> [Your objective]: Reproduce the records between the lines holding "the man's head" and "column 138, row 176", inclusive, substituting "clear tarp" for "plastic sheeting" and leaving everything else unchanged.

> [Records supplied]:
------------------------------
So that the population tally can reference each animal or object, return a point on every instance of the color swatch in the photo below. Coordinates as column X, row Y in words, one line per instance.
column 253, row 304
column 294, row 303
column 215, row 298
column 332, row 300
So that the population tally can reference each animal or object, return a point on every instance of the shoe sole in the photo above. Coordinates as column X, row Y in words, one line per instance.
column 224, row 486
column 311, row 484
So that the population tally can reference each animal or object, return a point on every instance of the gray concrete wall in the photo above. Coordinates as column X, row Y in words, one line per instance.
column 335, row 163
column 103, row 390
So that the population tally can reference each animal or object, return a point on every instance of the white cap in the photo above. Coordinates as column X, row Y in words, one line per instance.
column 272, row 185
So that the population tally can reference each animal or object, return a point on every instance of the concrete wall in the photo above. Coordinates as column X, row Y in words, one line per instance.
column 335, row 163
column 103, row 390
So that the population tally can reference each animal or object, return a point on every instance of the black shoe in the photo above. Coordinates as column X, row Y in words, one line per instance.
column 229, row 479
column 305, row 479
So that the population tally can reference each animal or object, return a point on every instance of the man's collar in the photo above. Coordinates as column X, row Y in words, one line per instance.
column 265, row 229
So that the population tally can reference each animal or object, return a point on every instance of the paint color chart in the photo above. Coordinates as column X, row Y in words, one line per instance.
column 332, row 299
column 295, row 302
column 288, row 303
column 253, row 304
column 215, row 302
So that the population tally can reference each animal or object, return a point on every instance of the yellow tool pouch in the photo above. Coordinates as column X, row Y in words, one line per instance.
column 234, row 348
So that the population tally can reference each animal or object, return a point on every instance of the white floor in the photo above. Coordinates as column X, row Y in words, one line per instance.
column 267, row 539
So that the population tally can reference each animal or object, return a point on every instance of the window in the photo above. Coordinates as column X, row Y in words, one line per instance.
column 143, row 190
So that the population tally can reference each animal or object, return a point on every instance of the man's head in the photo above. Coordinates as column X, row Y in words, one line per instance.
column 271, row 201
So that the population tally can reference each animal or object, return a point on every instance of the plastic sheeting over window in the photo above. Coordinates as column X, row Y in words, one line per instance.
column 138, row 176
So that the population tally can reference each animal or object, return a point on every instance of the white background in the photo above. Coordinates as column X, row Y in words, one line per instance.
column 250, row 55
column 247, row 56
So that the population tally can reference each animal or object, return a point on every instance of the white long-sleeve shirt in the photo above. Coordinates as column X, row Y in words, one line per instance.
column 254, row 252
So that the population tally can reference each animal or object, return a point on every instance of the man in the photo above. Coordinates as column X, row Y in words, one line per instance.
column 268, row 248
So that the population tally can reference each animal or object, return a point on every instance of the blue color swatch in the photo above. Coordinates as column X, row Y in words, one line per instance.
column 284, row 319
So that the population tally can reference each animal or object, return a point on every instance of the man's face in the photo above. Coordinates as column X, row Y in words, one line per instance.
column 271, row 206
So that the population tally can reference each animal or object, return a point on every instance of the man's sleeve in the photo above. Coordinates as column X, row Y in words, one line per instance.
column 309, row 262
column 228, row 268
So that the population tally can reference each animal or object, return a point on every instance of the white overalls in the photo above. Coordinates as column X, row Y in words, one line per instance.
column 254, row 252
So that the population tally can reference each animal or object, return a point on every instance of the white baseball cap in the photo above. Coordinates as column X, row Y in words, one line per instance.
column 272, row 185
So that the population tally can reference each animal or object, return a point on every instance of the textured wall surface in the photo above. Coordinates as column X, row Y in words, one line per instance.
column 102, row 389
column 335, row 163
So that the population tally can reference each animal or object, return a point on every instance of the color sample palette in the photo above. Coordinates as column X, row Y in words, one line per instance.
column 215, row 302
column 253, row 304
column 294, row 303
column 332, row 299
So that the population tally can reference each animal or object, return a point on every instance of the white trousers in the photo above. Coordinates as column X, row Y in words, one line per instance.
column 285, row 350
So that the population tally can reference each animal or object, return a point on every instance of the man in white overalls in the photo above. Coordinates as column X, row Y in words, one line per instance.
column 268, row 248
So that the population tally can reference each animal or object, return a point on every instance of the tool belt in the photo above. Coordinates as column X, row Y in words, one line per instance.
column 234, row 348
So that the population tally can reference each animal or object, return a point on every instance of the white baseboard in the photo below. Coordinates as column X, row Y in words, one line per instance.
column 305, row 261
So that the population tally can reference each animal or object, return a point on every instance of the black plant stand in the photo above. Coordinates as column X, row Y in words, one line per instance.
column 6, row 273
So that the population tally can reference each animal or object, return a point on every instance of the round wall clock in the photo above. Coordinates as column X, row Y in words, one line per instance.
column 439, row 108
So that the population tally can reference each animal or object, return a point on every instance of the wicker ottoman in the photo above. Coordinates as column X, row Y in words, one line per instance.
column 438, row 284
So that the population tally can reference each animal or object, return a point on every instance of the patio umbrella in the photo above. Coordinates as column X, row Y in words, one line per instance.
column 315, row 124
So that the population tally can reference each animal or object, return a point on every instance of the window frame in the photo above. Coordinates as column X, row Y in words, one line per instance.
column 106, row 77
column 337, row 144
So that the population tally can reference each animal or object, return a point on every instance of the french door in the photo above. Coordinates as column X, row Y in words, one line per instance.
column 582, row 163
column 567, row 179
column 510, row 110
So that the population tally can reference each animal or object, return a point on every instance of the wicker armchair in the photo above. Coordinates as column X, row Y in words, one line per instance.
------------------------------
> [Correct response]:
So that the population tally can reference each animal or object, return a point on every instance of the man's head in the photo above. Coordinates as column X, row Y in words, one line per instance.
column 271, row 201
So that the population tally can reference each animal or object, return a point on every instance of the clear tarp over window in the photo above. Coordinates as column X, row Y in words, one line per instance.
column 138, row 176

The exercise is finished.